● **Data under study**
○ ○ ○ ○ ○
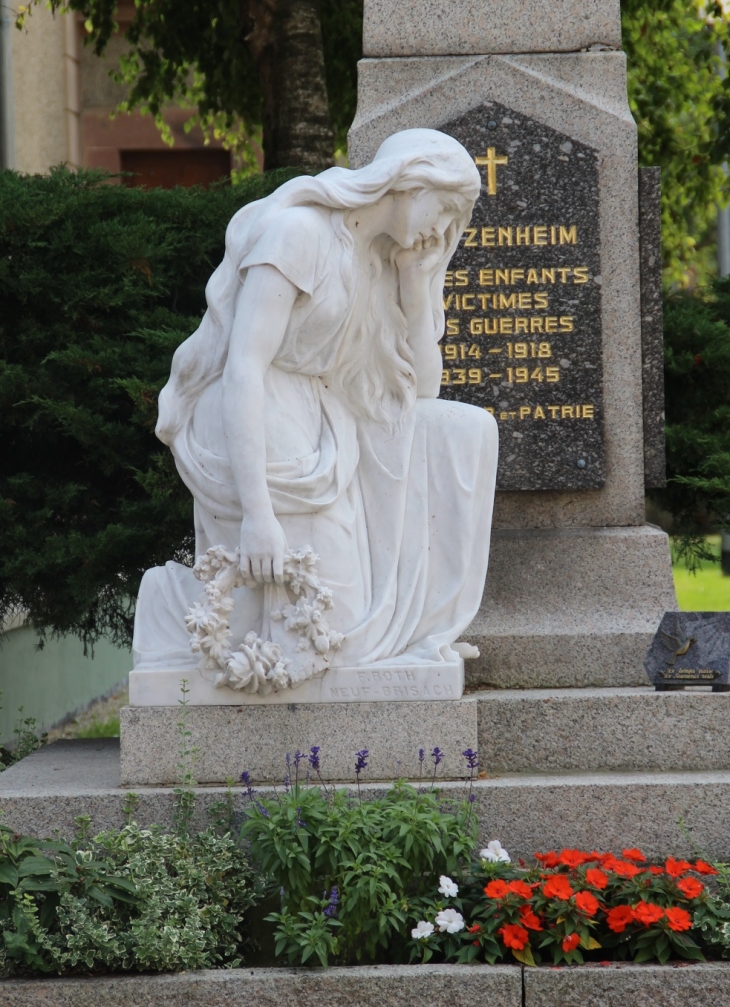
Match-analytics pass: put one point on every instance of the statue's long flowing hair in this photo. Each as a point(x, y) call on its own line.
point(374, 368)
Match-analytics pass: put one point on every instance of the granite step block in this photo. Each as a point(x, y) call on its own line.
point(527, 812)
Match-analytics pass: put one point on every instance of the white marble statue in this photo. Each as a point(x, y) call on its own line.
point(342, 511)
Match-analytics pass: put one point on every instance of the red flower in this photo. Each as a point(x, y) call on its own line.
point(587, 902)
point(690, 887)
point(572, 858)
point(633, 854)
point(497, 889)
point(571, 942)
point(521, 888)
point(624, 869)
point(647, 913)
point(548, 859)
point(679, 919)
point(558, 887)
point(529, 918)
point(596, 877)
point(619, 917)
point(676, 867)
point(514, 936)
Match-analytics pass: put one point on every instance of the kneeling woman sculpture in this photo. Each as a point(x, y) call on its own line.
point(342, 512)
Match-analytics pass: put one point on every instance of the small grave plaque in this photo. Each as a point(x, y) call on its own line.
point(523, 301)
point(691, 649)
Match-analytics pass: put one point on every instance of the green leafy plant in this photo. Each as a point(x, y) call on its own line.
point(573, 904)
point(25, 740)
point(133, 898)
point(697, 379)
point(346, 867)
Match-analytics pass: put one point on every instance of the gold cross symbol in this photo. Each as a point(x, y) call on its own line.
point(490, 161)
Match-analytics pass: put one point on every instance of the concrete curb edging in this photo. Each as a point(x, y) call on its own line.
point(384, 986)
point(677, 985)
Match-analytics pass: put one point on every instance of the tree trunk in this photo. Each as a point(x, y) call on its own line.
point(286, 41)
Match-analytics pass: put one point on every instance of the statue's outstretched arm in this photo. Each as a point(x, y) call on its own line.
point(262, 316)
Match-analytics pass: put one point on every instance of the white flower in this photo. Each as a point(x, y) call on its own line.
point(447, 887)
point(449, 920)
point(494, 853)
point(422, 929)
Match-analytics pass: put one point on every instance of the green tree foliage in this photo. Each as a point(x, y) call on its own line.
point(697, 375)
point(99, 284)
point(682, 108)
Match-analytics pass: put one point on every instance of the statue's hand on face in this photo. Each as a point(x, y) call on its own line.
point(263, 545)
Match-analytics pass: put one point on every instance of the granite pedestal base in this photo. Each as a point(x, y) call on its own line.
point(567, 607)
point(257, 738)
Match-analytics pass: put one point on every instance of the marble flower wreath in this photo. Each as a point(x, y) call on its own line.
point(259, 666)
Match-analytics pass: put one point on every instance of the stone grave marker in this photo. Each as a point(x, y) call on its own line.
point(691, 649)
point(537, 93)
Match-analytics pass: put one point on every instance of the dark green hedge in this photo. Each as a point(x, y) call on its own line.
point(99, 284)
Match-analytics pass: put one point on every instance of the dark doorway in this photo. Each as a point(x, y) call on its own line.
point(167, 168)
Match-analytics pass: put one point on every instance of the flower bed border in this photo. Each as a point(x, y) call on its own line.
point(674, 985)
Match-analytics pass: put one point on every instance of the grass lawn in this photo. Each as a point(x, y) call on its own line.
point(707, 590)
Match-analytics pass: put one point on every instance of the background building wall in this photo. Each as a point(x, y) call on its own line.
point(39, 92)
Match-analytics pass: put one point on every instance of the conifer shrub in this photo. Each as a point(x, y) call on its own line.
point(697, 386)
point(99, 284)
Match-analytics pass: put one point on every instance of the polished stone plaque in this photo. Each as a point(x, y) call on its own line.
point(523, 301)
point(691, 649)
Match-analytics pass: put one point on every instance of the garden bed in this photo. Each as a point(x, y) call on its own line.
point(684, 985)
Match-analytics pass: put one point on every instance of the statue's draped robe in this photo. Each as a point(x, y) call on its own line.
point(399, 515)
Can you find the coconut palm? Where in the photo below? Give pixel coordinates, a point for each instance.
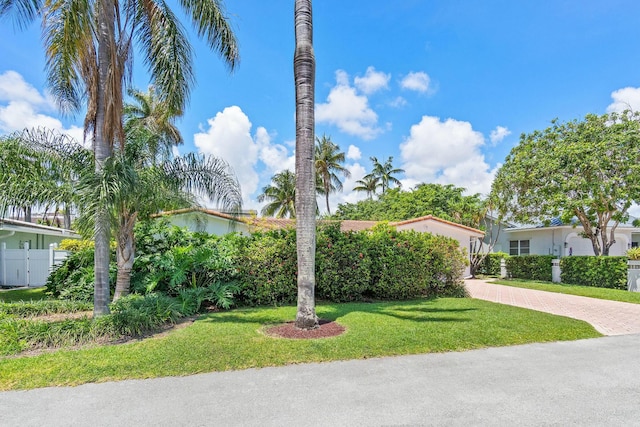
(304, 74)
(368, 183)
(150, 115)
(136, 186)
(89, 51)
(281, 195)
(39, 168)
(328, 162)
(384, 173)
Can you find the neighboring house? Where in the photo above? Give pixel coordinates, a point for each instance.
(25, 258)
(561, 240)
(214, 222)
(15, 234)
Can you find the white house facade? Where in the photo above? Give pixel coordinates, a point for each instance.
(561, 240)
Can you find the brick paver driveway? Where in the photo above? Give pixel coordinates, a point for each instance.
(607, 317)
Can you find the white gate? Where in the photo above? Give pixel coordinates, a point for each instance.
(28, 267)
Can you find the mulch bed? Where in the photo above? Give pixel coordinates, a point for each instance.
(326, 329)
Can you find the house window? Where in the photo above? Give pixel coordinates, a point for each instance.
(518, 247)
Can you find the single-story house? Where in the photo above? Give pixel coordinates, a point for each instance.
(15, 234)
(206, 220)
(25, 258)
(561, 240)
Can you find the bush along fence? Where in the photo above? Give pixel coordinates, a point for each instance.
(612, 272)
(378, 264)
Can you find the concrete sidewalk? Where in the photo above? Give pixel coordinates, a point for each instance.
(588, 382)
(607, 317)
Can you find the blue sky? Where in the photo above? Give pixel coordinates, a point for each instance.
(445, 87)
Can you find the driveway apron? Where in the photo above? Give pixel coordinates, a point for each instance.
(607, 317)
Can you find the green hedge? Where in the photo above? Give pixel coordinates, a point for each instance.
(530, 267)
(382, 264)
(597, 271)
(490, 266)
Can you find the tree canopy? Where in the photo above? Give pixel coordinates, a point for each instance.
(586, 169)
(444, 201)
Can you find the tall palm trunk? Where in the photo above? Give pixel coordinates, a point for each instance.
(304, 73)
(326, 191)
(102, 148)
(125, 254)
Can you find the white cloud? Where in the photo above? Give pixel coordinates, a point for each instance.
(627, 98)
(498, 134)
(354, 153)
(373, 81)
(22, 106)
(348, 111)
(446, 152)
(418, 82)
(347, 195)
(399, 102)
(14, 88)
(228, 136)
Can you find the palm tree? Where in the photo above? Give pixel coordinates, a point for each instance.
(368, 183)
(304, 64)
(89, 50)
(40, 168)
(141, 190)
(328, 161)
(384, 173)
(150, 115)
(281, 195)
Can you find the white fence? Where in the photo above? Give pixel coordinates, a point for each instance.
(28, 267)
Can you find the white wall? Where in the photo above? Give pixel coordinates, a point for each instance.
(442, 229)
(551, 241)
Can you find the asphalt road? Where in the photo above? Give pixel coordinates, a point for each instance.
(585, 383)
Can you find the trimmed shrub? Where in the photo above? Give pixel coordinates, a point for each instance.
(490, 266)
(598, 271)
(530, 267)
(633, 254)
(343, 264)
(268, 268)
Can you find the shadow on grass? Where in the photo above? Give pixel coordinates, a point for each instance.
(410, 311)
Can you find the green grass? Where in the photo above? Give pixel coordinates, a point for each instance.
(585, 291)
(15, 295)
(233, 340)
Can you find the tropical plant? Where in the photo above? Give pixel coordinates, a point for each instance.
(89, 50)
(369, 184)
(384, 173)
(150, 115)
(135, 188)
(328, 162)
(304, 64)
(281, 195)
(40, 167)
(585, 169)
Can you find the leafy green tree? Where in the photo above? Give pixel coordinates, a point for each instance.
(304, 64)
(148, 114)
(586, 169)
(384, 173)
(329, 161)
(444, 201)
(281, 195)
(40, 168)
(369, 184)
(89, 50)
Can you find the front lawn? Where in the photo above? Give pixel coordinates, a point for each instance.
(584, 291)
(233, 340)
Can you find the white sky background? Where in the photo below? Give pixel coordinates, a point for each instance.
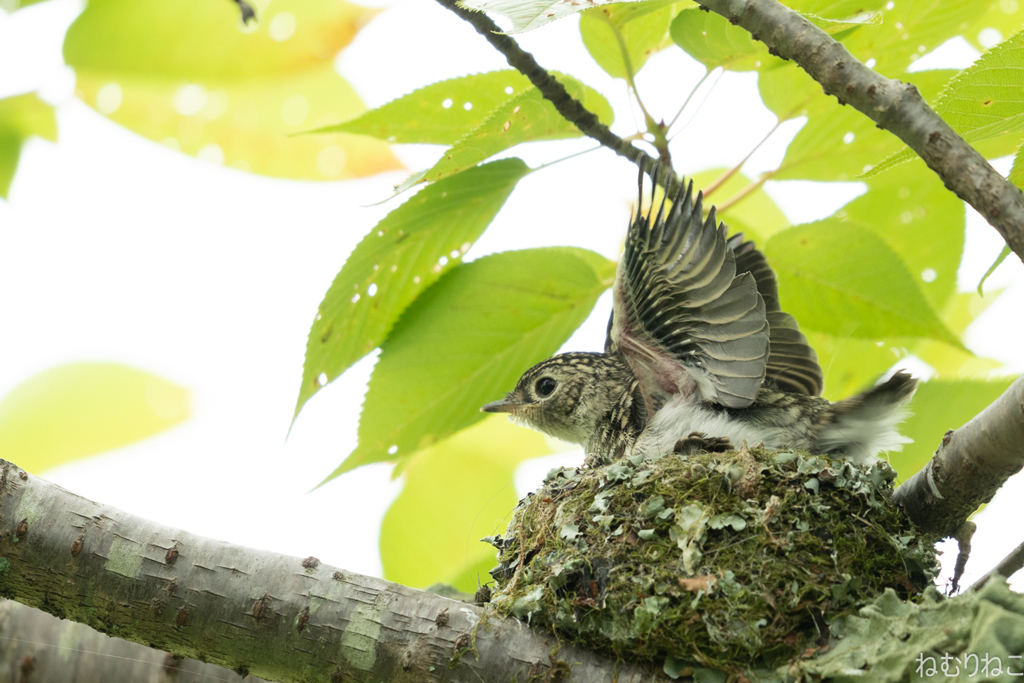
○ ○ ○ ○ ○
Your job is to transcribe the records exactly and in full. Pictures are not part of the copy.

● **Solution**
Match-analytics pass: put one point on every instance of the statue's long flowing hair in this photo. Each as a point(x, y) call on its own line.
point(374, 368)
Match-analytics pass: put one point on every instance of the granite step block in this photo. Each as a point(x, y) call on its own line.
point(527, 812)
Match-analytics pass: put one point on every instance of the white marble statue in this photo. Each as a point(x, y) call on its own line.
point(342, 511)
Match-analytics pass: put one point on every instance of the red flower in this photo. Each as a point(x, y) call on its own line.
point(587, 902)
point(690, 887)
point(572, 858)
point(633, 854)
point(497, 889)
point(571, 942)
point(521, 888)
point(624, 869)
point(647, 913)
point(548, 859)
point(679, 919)
point(558, 887)
point(529, 918)
point(596, 877)
point(619, 917)
point(676, 867)
point(514, 936)
Match-analytics pass: put one point on every instance of the kneeling woman sculpture in this photo. Each as a point(x, y) call on its own line.
point(342, 512)
Match-analytics pass: put one point on every instance of the small grave plaque in this photo. Each as a point(x, y) call on its own line.
point(523, 301)
point(691, 649)
Match-analytics pass: put one point on every instance of the green leafy plant in this photo. Each as a point(x, y) call on its own line.
point(573, 904)
point(25, 740)
point(133, 898)
point(697, 379)
point(346, 867)
Match-analytics pass: put one point on every instance of the gold cross symbol in this photo. Each as a point(x, y) call on its own line.
point(490, 161)
Match-analytics pass: put one point on every instance of the concrete curb edging in this photo. Each as a point(x, y) call on its own line.
point(384, 986)
point(677, 985)
Match-analytics pass: put one point on every instance of the tree trunk in this photo. Each as a point(x, y) call on its own line.
point(286, 41)
Match-analytics pass: put one point on every instance of the statue's outstretched arm in this photo. Each as a point(x, y) call on its own line.
point(262, 316)
Match-analytics pass: put one point on every instance of the white flower in this photo. Each as a point(x, y) call on its own line.
point(447, 887)
point(449, 920)
point(494, 853)
point(422, 929)
Match-analytics pass: put one point on every instance of the green tree foliage in this photo. Each as a point(x, y) call on its own line.
point(697, 375)
point(99, 284)
point(682, 108)
Match-analytics pass: put one point on every instance of the statue's hand on face in this photo. Each as a point(x, y) call on its own line.
point(263, 545)
Match-analytics pass: put one point on every instance of the granite pedestal base in this photo. Each as a point(x, y) call on its own line.
point(567, 607)
point(257, 738)
Match-analytics pass: put one point on every instance of the marble flower wreath in this photo. Each as a point(x, y) call on its own line.
point(259, 666)
Match-analytics pass: put one point on every instance of the stone grave marker in this photo. Each as a point(x, y) call on its own line.
point(691, 649)
point(537, 93)
Match-analytics pass: put one point on every instance of the dark green hedge in this photo. Each as a point(x, y) call on its own line.
point(99, 284)
Match-analytics pass: put one point on every instance of the dark doorway in this photo. Each as a point(x, y) call on its own line.
point(167, 168)
Match-analytics pass: put one point on every instance of the flower bed border in this photo. Each as a point(x, y) call on its own line.
point(674, 985)
Match-analytics pass: put one point on every instance of the grass lawn in this photo. Each as a point(x, y) call on its own line.
point(707, 590)
Match-analytics pass: put one point on every instance of the background building wall in this photo. Each as a point(x, y) call on its own line.
point(39, 92)
Match-analytics pass: put one point on every instance of the conifer shrub in this photo. Each as a point(x, y) call on its own line.
point(697, 386)
point(99, 284)
Match-analytics pass: put one point on every instance of the polished stone plaque in this photo. Each as a point(x, y) call on its own line.
point(523, 301)
point(691, 649)
Match-analytics pass: put one point on every instance of the garden bed in this photo. Each as a point(x, y) call on its own line.
point(684, 985)
Match-analytics pass: put one point on every instance of the statue's draped robe in this photo. Each as a point(x, y) call on its own line.
point(399, 515)
Can you find the coconut palm? Where in the photo below? Give pixel coordinates, a point for each instance.
(304, 74)
(368, 183)
(150, 115)
(136, 186)
(89, 51)
(281, 195)
(39, 168)
(328, 162)
(384, 173)
Can you find the neighboring house? Where in the photo above? Give pixel coordinates, a point for each instance.
(25, 258)
(561, 240)
(214, 222)
(15, 234)
Can you find the white house facade? Where in the photo above? Give pixel coordinates, a point for each instance.
(561, 240)
Can you find the brick paver driveway? Where in the photo above? Give pixel coordinates, a point for each instance.
(607, 317)
Can you find the white gate? Where in the photo above? Give pixel coordinates, a point for each instance.
(28, 267)
Can you find the mulch bed? Where in the photo above? Give pixel coordinates, a point for each instance.
(326, 329)
Can you find the house window? Where in the photo above? Give pixel coordinates, a point for each instance.
(518, 247)
Can you find the single-story house? Where in the photo above? Give pixel coordinates, a point for each instance.
(15, 234)
(206, 220)
(25, 258)
(561, 240)
Can you find the bush along fence? Where in the photo above? Give pixel coordinates, a point for each instance.
(612, 272)
(378, 264)
Can you find the concrete sidewalk? Where in the photo above? Give pixel coordinates, a point for each instance.
(588, 382)
(607, 317)
Can you find the blue sky? Where in the photo above? Give pixel coordinates, a point for each instance.
(445, 87)
Can you find the driveway apron? Where in the photo above? Give pixel coordinates, a point for each instance.
(607, 317)
Can you find the green hedge? Where in the photo above? Give pixel coordinates, a point for each instance.
(530, 267)
(382, 264)
(597, 271)
(490, 266)
Can you find the tree canopy? Where in the photo above? Give pixel coordinates, a point for each instance.
(586, 169)
(444, 201)
Can you find the tall palm trunk? Where in the photo above? Give pixel coordinates, a point for each instance.
(304, 73)
(326, 191)
(102, 148)
(125, 254)
Can you find the white cloud? Where in the photo above? Give pixel coordinates, a point for each instance.
(627, 98)
(498, 134)
(354, 153)
(373, 81)
(22, 106)
(348, 111)
(446, 152)
(418, 82)
(347, 195)
(399, 102)
(14, 88)
(228, 136)
Can you find the palm tree? Where in the photo above? Give pixel coordinates, a point for each instance.
(368, 183)
(304, 64)
(89, 50)
(40, 168)
(141, 190)
(328, 161)
(384, 173)
(150, 115)
(281, 195)
Can you find the white fence? Where in the photo above? Give pixel coordinates, a point for each instance.
(28, 267)
Can you find the white wall? Where in the photo above? Give pixel coordinates, a point for each instance.
(442, 229)
(551, 241)
Can you find the asphalt road? Where in the photo above? Give pixel coordinates, a point for each instance.
(585, 383)
Can you find the trimmed shrub? Where in the photo above? Give pixel coordinates, a point for each instance.
(490, 266)
(598, 271)
(530, 267)
(633, 254)
(343, 264)
(268, 268)
Can you find the shadow on grass? Where in the photo above? Give pixel coordinates, a point for each instance.
(410, 311)
Can you find the green grass? Where in the photo above? Give pixel coordinates, a point for each instance.
(585, 291)
(15, 295)
(233, 340)
Can you find the tropical plant? Where in the photo above? Give pixel coordinates, a point for each instance.
(89, 50)
(369, 184)
(384, 173)
(150, 115)
(135, 188)
(328, 162)
(304, 64)
(281, 195)
(40, 167)
(585, 169)
Can you find the leafy green tree? Where in the photo above? Give pixel coordinates, a point for each instance.
(304, 64)
(148, 114)
(586, 169)
(384, 173)
(329, 161)
(444, 201)
(281, 195)
(40, 168)
(369, 184)
(89, 50)
Can you find the front lawn? Where in the photo above? Give pixel coordinates, a point for each instance.
(584, 291)
(233, 340)
Can you find the white sky background? Where in the photo below? Give pixel coordinates, a point for each instance.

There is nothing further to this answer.